## WHAT IS REQUIRED
Without any of the pictures, set down the data below exactly.

--- --- ---

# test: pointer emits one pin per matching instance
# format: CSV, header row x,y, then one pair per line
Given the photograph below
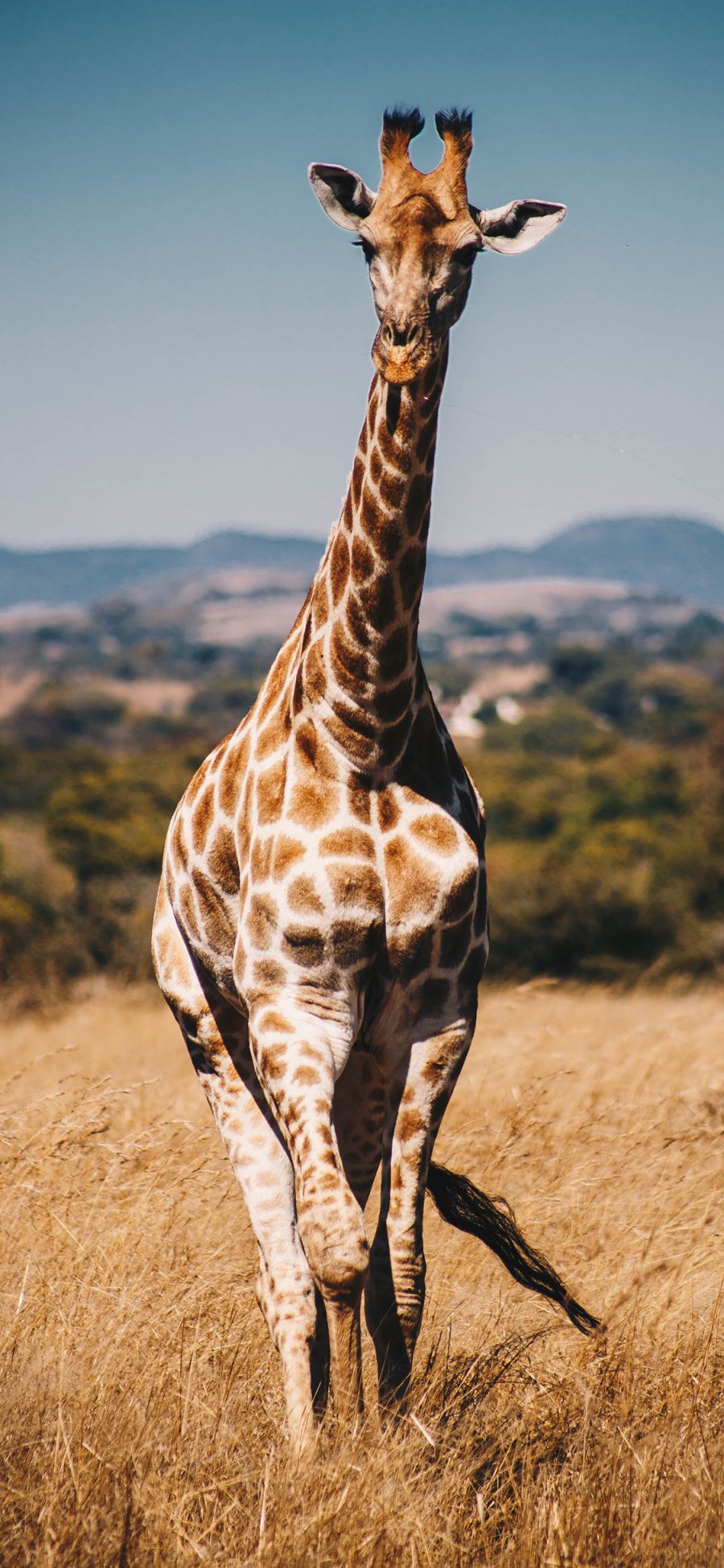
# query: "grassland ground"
x,y
140,1405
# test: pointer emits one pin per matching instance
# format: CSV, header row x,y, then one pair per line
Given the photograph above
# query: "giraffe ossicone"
x,y
322,920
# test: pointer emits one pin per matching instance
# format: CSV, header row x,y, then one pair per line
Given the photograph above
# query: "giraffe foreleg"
x,y
395,1290
216,1039
298,1059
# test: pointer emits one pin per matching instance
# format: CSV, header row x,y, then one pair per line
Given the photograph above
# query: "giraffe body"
x,y
322,921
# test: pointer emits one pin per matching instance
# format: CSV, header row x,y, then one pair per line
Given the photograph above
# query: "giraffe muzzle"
x,y
403,352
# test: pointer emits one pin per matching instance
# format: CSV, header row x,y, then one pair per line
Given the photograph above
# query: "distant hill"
x,y
666,554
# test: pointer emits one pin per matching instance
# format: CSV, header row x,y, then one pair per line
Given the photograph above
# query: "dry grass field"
x,y
142,1414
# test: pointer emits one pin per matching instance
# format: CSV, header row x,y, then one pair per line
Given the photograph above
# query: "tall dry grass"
x,y
142,1416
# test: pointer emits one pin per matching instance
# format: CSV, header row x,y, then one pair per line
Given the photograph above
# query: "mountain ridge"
x,y
664,553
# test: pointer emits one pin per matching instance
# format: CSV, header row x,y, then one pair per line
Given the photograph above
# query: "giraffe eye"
x,y
367,249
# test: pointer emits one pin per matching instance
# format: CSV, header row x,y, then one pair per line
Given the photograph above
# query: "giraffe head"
x,y
421,237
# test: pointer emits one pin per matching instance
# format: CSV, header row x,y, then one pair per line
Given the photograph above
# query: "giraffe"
x,y
322,920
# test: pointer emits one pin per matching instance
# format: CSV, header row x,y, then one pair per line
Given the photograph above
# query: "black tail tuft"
x,y
469,1209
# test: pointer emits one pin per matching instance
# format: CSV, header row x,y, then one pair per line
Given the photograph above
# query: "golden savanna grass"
x,y
142,1414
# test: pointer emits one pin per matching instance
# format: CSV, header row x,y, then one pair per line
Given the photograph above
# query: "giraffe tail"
x,y
491,1220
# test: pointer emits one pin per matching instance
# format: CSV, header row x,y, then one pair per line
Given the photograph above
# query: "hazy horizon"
x,y
320,538
188,338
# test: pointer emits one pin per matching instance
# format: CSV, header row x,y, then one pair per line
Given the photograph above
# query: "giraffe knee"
x,y
286,1303
339,1258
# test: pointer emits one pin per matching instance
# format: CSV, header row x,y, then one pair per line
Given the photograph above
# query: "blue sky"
x,y
187,338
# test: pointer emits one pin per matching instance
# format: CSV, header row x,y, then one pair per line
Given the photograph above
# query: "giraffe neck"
x,y
361,675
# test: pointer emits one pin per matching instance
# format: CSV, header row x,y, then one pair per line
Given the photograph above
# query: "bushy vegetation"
x,y
605,800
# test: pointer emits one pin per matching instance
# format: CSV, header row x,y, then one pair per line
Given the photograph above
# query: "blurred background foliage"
x,y
603,786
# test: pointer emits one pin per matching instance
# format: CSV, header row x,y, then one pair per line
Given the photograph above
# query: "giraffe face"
x,y
421,237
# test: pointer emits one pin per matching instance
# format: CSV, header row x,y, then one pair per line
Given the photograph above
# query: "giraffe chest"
x,y
434,892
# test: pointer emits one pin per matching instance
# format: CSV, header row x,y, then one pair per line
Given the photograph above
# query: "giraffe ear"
x,y
342,193
517,226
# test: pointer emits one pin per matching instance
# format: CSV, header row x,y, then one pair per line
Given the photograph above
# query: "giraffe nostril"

--- --- ---

## YOUR SOLUTION
# test: pointer emits one pin per matching instance
# format: CSV, header row x,y, then one pair per line
Given the photograph below
# query: "grassland ground"
x,y
140,1405
# test: pointer emits one pin per matching instance
# format: CSV, header row x,y, then one pair per line
Given the photograph above
# query: "giraffe ossicone"
x,y
322,920
# test: pointer emits one pin per matching instance
# format: CSV, header row x,y, then one pair per line
Given the photograph above
# query: "giraffe foreleg"
x,y
395,1290
216,1039
298,1059
# test: pointer emits one pin per matching instance
# format: CSV, header row x,y, then one pair per line
Given the photograph above
# query: "giraffe body"
x,y
322,921
# test: pointer emits one pin per matching instance
# format: CSV, header row x,y, then one pair per line
Given the photograph above
# query: "giraffe muzzle"
x,y
403,352
# test: pointer emits one pin per matching instance
# format: CSV, header row x,y, then one pair per line
Given the photograph above
# query: "distant hill"
x,y
666,554
# test: pointer emits one pin per matching instance
# format: CSV, header row x,y, then one pair per line
Given the photograph above
# query: "dry grass field"
x,y
142,1414
# test: pointer emits one pin per matching instance
# format: CSV, header row x,y, then one pair per line
Given the photograph above
# query: "tall dry grass"
x,y
142,1416
# test: pointer emits one pin per matching instance
# format: CSV, header row x,y, then one pair per line
Given the photograph above
# query: "mountain ridge"
x,y
664,553
# test: pointer emits one pin per matching instance
# format: CSV, header row x,y, then one pair per line
Given the photograph above
# query: "giraffe eye"
x,y
367,249
# test: pointer emits one pin per matching instance
# format: CSV, header row x,y, then one pair per line
Given the photograph above
# query: "giraffe head"
x,y
421,237
# test: pointer emits one pin per matching instance
# format: CSV, header row x,y, then one pair per line
Given the photograph above
# query: "giraffe"
x,y
322,920
# test: pointer emits one pin per matching instance
# format: CSV, header row x,y, then one pair per line
Given the photograph above
# query: "black tail tuft"
x,y
469,1209
# test: pointer emits one pin per matching instance
# format: CSV, header row x,y, then one pair per line
Given the photograph above
# query: "golden savanna grass"
x,y
142,1414
# test: pointer emits one pin per matching instance
# format: CSV, header row x,y, then one pair per line
Given the photograph above
# query: "giraffe tail"
x,y
491,1220
# test: pointer emits one pin per matching instance
# format: CSV, header row x,y, then one pair per line
Given the photograph above
# query: "hazy horizon"
x,y
320,538
188,338
# test: pointer emits one pin per matching instance
# format: CSV, header row x,y, then one pair per line
Given the photograph above
# query: "giraffe knee"
x,y
286,1303
339,1258
# test: pointer emits one pin per matching instance
# format: CSV, header row x,y, then one pair per line
Given the photograph above
# query: "blue sky"
x,y
187,338
# test: pointer emits one pin per matching instance
# format: CSV, header row x,y, then one pair per line
Given the photograph above
# query: "giraffe neck"
x,y
361,675
# test: pointer emits one pin per matching instance
# format: CSV, header row x,y, then one pair per line
Given the photograph above
# query: "bushy vegetation"
x,y
605,800
# test: pointer emits one pin per matching instance
# format: CSV, header row x,y, then one pair per line
Given the photograph above
# query: "blurred background foliage"
x,y
603,786
# test: pointer emits one pin per matching instance
# format: CSV, header row x,y, then one pair per line
Given the photograph above
# query: "giraffe face"
x,y
421,237
# test: pointer emits one pin per matching instance
# format: CSV, header row x,y, then one pair per line
Given the photograph above
# query: "giraffe chest"
x,y
434,892
# test: pointer emits one pin per matching instance
# format: CSV, header row x,y, then one pair per line
Given the photograph above
# query: "giraffe ear"
x,y
342,193
517,226
# test: pointer emits one pin per matching instance
# format: CSV, header row x,y, then one pair per line
Given the photograph above
# query: "giraffe nostril"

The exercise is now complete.